Task statement - Return, unchanged, the material below from the line containing "Detection labeling — target object is the abstract" through the last line of the material, both ends included.

Entries -
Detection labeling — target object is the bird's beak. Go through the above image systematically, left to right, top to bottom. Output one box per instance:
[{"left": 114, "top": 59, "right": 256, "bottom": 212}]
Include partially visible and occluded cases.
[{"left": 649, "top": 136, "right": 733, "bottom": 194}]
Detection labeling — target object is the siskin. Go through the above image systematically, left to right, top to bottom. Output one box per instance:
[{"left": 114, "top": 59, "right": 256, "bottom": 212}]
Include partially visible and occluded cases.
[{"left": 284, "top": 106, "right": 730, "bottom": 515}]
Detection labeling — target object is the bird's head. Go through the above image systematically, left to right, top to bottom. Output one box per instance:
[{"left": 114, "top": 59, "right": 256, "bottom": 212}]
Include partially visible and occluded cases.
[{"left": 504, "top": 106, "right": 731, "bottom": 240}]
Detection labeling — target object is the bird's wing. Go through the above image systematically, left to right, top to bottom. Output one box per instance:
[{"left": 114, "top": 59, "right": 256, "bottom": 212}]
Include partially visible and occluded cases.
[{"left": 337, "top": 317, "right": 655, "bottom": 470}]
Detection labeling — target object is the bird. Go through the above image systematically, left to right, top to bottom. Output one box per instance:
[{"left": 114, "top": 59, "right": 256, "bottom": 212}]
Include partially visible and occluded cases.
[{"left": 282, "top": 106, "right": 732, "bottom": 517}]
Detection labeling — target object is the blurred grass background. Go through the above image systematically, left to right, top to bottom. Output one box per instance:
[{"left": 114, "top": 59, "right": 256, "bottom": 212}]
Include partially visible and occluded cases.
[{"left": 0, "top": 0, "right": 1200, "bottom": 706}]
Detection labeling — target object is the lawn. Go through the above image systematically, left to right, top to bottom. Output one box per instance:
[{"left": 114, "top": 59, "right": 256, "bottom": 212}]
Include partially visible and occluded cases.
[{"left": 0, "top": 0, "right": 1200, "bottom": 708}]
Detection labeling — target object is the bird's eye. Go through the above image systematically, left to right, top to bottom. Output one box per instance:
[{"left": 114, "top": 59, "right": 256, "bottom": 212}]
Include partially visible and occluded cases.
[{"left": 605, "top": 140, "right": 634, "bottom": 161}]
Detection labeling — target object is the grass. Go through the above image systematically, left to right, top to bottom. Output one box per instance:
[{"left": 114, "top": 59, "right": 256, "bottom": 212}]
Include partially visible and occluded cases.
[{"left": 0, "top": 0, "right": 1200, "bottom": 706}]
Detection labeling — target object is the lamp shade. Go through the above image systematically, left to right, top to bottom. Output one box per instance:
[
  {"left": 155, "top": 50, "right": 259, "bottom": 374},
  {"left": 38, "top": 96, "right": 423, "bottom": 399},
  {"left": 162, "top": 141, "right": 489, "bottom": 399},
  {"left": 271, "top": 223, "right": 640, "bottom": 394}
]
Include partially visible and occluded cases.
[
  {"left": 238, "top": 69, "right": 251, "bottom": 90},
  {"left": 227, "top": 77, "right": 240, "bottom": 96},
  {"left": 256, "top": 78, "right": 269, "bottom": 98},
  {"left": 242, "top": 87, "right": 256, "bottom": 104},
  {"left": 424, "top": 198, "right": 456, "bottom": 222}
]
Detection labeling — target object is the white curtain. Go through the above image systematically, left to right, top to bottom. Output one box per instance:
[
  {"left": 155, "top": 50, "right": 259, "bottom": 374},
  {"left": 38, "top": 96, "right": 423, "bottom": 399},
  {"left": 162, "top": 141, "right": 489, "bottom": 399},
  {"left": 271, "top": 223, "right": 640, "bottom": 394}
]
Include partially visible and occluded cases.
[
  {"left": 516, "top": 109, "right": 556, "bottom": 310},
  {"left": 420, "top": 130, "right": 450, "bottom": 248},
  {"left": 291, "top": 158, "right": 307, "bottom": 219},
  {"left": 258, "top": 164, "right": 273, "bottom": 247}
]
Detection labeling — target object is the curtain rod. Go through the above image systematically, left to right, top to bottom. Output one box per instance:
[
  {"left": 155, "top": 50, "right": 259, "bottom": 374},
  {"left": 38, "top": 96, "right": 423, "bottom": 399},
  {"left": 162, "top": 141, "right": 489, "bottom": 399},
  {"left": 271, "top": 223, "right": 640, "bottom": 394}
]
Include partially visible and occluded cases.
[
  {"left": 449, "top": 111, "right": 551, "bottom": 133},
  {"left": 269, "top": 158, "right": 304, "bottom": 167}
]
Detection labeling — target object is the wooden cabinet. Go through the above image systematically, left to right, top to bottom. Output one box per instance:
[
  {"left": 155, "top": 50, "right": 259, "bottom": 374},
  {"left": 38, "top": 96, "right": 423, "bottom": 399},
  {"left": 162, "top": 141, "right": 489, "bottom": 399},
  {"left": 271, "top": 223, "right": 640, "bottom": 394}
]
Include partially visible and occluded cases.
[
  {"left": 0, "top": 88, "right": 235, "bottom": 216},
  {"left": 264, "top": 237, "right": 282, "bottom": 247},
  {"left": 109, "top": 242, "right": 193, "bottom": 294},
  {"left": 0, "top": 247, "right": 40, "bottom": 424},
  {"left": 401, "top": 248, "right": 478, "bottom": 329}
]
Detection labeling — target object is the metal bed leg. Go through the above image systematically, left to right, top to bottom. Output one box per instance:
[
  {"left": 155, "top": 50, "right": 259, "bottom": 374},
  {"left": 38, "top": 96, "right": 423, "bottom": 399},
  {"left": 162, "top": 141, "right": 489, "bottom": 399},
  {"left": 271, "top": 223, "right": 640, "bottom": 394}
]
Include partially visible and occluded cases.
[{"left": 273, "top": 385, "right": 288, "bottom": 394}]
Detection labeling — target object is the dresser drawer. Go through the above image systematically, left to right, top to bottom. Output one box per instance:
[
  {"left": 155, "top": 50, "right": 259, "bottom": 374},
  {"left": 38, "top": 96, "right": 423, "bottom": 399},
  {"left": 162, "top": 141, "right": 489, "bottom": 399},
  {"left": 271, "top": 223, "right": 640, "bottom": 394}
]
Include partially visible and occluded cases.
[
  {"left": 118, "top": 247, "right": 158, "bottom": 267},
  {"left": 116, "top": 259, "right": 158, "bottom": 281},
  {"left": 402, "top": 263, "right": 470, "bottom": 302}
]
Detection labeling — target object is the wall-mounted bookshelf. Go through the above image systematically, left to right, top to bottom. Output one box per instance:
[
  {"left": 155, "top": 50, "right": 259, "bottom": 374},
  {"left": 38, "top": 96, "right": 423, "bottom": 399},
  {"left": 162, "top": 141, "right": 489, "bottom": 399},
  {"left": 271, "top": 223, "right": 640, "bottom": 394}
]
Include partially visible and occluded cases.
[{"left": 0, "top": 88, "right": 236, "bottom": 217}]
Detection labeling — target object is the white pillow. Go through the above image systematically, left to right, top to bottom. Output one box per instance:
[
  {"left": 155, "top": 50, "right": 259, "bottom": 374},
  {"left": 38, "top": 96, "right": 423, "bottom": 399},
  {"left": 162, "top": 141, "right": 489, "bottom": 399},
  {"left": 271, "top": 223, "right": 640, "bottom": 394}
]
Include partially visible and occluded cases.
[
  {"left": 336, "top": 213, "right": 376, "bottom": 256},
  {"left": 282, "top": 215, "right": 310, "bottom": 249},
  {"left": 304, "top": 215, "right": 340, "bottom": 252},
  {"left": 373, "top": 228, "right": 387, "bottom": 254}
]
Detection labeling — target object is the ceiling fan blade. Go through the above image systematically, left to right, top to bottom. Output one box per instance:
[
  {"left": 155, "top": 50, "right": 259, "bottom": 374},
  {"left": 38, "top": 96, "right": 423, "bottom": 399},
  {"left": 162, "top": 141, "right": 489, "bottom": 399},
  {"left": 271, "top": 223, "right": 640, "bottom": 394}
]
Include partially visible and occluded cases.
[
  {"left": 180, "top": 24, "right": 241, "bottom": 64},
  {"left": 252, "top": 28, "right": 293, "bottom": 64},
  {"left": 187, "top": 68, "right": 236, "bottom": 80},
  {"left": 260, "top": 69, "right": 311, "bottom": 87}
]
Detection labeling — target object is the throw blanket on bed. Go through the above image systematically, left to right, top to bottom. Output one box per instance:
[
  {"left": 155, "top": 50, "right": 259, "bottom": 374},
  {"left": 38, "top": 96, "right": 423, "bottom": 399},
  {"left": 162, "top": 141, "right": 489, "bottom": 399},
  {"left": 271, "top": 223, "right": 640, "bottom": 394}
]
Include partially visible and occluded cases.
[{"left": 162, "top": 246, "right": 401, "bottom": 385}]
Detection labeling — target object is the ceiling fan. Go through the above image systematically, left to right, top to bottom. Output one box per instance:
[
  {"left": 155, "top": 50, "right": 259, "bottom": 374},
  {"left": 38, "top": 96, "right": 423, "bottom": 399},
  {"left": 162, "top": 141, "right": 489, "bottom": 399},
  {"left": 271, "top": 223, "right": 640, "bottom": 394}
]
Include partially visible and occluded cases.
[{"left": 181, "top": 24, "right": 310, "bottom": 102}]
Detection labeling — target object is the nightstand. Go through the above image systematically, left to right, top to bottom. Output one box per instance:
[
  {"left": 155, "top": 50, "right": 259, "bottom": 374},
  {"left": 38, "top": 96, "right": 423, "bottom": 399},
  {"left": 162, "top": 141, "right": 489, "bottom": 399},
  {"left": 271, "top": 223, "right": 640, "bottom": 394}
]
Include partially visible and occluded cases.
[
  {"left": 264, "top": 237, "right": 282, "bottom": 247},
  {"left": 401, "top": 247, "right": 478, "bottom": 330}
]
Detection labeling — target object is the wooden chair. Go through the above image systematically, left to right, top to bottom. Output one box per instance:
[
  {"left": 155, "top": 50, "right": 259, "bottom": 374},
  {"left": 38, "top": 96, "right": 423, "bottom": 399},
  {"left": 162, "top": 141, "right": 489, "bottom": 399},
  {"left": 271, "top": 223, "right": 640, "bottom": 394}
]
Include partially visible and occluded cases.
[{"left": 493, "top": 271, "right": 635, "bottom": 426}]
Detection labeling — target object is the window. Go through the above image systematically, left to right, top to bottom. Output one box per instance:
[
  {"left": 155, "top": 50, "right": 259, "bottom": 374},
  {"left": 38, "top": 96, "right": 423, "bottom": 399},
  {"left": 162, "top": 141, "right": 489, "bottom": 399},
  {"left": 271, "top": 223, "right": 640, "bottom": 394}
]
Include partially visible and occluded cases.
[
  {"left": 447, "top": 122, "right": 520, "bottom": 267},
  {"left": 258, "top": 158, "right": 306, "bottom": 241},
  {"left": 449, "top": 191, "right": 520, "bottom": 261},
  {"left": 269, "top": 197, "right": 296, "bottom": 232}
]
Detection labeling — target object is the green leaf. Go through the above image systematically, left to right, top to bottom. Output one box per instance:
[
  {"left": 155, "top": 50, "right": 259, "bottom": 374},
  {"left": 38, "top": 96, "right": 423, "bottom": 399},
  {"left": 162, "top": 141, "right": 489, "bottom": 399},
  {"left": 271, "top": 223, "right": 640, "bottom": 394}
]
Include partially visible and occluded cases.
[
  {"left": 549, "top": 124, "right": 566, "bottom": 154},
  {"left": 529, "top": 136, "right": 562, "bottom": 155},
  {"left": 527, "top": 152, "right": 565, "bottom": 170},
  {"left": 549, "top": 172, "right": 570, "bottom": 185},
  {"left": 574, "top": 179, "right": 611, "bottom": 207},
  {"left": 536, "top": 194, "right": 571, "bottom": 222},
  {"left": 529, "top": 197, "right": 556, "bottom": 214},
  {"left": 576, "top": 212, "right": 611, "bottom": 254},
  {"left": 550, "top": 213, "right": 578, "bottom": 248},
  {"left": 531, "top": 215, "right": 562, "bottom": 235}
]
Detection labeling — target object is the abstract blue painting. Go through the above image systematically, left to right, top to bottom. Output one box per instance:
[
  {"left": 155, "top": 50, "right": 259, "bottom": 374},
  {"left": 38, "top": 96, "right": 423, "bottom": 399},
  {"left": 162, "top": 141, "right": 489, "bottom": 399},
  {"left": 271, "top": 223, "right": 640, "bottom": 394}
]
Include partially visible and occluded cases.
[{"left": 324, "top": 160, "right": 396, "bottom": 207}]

Result for this task -
Detection labeling — target object is the abstract blue painting. Go through the above image systematically, left to right, top to bottom. Output one box per instance:
[
  {"left": 155, "top": 50, "right": 259, "bottom": 374},
  {"left": 38, "top": 96, "right": 423, "bottom": 399},
  {"left": 162, "top": 141, "right": 489, "bottom": 399},
  {"left": 271, "top": 223, "right": 640, "bottom": 394}
]
Include partially visible and occluded cases.
[{"left": 324, "top": 160, "right": 396, "bottom": 207}]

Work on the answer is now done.